### Extracted material
·····

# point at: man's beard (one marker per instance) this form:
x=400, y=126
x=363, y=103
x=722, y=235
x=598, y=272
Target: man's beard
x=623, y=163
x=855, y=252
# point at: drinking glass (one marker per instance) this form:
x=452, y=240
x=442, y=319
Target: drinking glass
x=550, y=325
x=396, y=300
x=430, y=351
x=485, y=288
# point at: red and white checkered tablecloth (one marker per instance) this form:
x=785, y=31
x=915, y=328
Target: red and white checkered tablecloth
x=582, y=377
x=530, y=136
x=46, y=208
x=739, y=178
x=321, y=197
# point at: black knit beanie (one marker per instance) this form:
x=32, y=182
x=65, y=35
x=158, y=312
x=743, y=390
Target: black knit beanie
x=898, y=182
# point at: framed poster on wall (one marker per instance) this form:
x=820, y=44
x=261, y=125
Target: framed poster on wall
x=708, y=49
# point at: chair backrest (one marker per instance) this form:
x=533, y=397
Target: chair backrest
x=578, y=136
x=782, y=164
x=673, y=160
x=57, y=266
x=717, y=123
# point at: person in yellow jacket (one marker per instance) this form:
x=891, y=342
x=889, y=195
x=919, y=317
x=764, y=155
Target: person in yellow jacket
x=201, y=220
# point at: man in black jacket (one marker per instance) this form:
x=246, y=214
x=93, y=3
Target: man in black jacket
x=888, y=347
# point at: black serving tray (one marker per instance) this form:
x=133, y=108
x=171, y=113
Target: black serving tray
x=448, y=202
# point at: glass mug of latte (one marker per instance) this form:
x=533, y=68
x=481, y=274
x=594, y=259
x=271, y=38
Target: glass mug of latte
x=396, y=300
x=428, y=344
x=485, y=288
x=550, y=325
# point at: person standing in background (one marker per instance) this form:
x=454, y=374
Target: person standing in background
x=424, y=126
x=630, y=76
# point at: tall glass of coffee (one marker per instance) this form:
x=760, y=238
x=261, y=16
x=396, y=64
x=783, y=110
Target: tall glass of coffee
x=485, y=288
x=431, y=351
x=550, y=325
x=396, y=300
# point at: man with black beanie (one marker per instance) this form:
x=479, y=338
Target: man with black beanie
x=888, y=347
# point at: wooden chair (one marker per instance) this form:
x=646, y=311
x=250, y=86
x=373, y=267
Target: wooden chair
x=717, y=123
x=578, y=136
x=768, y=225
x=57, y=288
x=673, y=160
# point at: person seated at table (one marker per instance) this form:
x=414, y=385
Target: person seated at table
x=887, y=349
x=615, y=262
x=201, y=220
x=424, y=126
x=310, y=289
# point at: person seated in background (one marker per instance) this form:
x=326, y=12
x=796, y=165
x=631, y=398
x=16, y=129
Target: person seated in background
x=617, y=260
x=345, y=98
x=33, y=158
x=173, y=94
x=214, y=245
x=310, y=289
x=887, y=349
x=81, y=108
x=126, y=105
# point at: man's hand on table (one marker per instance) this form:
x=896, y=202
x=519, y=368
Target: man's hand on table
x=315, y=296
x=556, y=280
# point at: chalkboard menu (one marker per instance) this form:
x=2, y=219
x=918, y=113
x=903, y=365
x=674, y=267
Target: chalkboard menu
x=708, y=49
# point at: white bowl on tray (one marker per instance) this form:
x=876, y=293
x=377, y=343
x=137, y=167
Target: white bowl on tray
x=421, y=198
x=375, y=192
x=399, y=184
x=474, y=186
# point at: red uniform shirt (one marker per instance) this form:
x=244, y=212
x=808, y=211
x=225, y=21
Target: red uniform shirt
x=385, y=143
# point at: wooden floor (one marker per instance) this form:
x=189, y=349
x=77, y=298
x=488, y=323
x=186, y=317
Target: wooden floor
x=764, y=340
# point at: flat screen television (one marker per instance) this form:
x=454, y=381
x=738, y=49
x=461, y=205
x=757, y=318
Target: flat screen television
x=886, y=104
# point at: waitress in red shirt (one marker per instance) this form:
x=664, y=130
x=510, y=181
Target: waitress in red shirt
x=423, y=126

·····

### Short problem
Copy every row above verbatim, with no changes.

### Answer to this exercise
# point at: man's beard (one marker per instance) this form:
x=400, y=126
x=363, y=103
x=722, y=235
x=598, y=272
Target: man's beard
x=623, y=163
x=855, y=252
# point at: drinking glass (one marker per instance) this form:
x=452, y=240
x=442, y=319
Target: drinking glass
x=550, y=325
x=396, y=300
x=430, y=351
x=485, y=288
# point at: red and white checkered tablecloth (one marker per instance) this form:
x=785, y=31
x=915, y=328
Target: red and white checkered tablecloth
x=582, y=377
x=530, y=136
x=46, y=208
x=739, y=178
x=321, y=197
# point at: black knit beanie (one marker per instance) this form:
x=32, y=182
x=65, y=35
x=158, y=312
x=743, y=390
Target: black knit beanie
x=898, y=182
# point at: framed poster on wall (one marker per instance) this form:
x=820, y=44
x=261, y=125
Target: framed poster on wall
x=708, y=49
# point at: chair backrest (one marker per instance) this form:
x=533, y=397
Target: chair backrest
x=578, y=136
x=782, y=164
x=673, y=160
x=57, y=266
x=717, y=123
# point at: person in yellow jacket (one marker per instance) this form:
x=891, y=342
x=889, y=195
x=919, y=317
x=764, y=155
Target: person in yellow jacket
x=201, y=220
# point at: man in black jacket (one marker per instance) this form:
x=246, y=214
x=93, y=3
Target: man in black jacket
x=888, y=347
# point at: black serving tray (one marker per instance) this form:
x=133, y=108
x=171, y=113
Target: black serving tray
x=448, y=202
# point at: glass mug of latte (one marker per instance) this form:
x=533, y=68
x=481, y=274
x=594, y=259
x=271, y=38
Target: glass mug of latte
x=396, y=300
x=428, y=344
x=485, y=288
x=550, y=325
# point at: person standing in background (one marker per instance) this form:
x=454, y=374
Target: person standing in background
x=424, y=126
x=630, y=76
# point at: tall glass of coffee (one marker per instance) this form:
x=760, y=238
x=261, y=16
x=396, y=64
x=783, y=110
Target: tall glass of coffee
x=485, y=288
x=431, y=351
x=550, y=325
x=396, y=300
# point at: man with black beanie (one marker per instance) this form:
x=479, y=338
Target: man with black beanie
x=888, y=347
# point at: wooden chair (one marker per instance) this form:
x=646, y=311
x=250, y=86
x=373, y=267
Target: wooden chair
x=717, y=123
x=578, y=136
x=768, y=225
x=57, y=288
x=673, y=160
# point at: person seated at table (one marker per instance) this form:
x=414, y=385
Target: person seated at table
x=887, y=349
x=615, y=262
x=201, y=220
x=424, y=126
x=310, y=289
# point at: person seated in background (one marker per instance) this form:
x=326, y=12
x=796, y=165
x=631, y=398
x=16, y=129
Target: person seated in background
x=617, y=260
x=345, y=98
x=33, y=158
x=173, y=94
x=214, y=245
x=310, y=289
x=887, y=349
x=81, y=108
x=126, y=105
# point at: man's hand on table (one marker per instance) this form:
x=896, y=202
x=519, y=368
Target: man's hand on table
x=315, y=296
x=556, y=280
# point at: chalkboard menu (one marker per instance) this form:
x=2, y=219
x=918, y=113
x=903, y=365
x=674, y=267
Target: chalkboard menu
x=708, y=49
# point at: white bowl on tray (one marker per instance) this form:
x=876, y=293
x=377, y=343
x=137, y=167
Target: white bowl on tray
x=421, y=198
x=375, y=192
x=399, y=184
x=474, y=186
# point at: red uniform shirt (one marker per instance) this form:
x=244, y=212
x=808, y=211
x=225, y=21
Target: red uniform shirt
x=385, y=143
# point at: wooden floor (one marker per instance) this form:
x=189, y=349
x=77, y=298
x=488, y=323
x=186, y=317
Target: wooden floor
x=764, y=340
# point at: flat screen television (one marker per instance) this form:
x=454, y=381
x=738, y=49
x=461, y=205
x=757, y=318
Target: flat screen television
x=886, y=104
# point at: waitress in red shirt (one marker per instance) this form:
x=664, y=130
x=510, y=181
Target: waitress in red shirt
x=423, y=126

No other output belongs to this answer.